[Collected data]
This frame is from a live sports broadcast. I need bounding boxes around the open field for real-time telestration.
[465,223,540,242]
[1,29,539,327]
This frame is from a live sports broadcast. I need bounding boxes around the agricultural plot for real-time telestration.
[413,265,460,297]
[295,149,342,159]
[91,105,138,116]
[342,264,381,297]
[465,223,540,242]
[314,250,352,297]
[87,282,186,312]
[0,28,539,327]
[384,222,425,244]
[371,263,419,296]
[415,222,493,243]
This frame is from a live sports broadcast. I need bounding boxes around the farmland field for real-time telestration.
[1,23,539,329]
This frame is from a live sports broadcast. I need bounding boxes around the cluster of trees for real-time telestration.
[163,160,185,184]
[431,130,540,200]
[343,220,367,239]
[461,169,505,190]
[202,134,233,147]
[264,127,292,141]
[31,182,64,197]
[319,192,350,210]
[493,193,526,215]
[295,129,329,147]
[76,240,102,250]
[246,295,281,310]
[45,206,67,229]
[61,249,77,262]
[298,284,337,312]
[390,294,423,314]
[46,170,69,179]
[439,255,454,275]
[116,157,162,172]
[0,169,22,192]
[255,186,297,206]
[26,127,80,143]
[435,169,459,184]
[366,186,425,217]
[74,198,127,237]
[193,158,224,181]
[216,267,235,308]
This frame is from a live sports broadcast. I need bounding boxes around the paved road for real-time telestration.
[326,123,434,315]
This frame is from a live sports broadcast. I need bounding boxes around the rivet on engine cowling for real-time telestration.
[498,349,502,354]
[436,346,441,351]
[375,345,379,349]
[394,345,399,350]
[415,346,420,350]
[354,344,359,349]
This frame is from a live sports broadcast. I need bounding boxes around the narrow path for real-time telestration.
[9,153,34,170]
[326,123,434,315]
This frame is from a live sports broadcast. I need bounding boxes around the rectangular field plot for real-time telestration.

### What the task requires
Starting with the line that contains "road for real-time telestration.", restate every line up to and including the last one above, exactly.

### Answer box
This frame is from a live sports broadcast. I need bounding boxes around the paved road for real-time telestration.
[326,123,434,315]
This frame is from a live sports broadcast. I need bounding boxes around the rivet on engine cowling for real-time telestration.
[498,349,502,354]
[436,346,441,351]
[375,345,379,349]
[394,345,399,350]
[415,346,420,350]
[354,344,359,349]
This frame is from a live sports broadcast. I need bounding boxes around the narrow path for real-time telestration.
[9,153,34,170]
[326,123,434,315]
This frame is from a live sports broadcast. I need bounding boxes around the rectangular field plot for real-time telestration.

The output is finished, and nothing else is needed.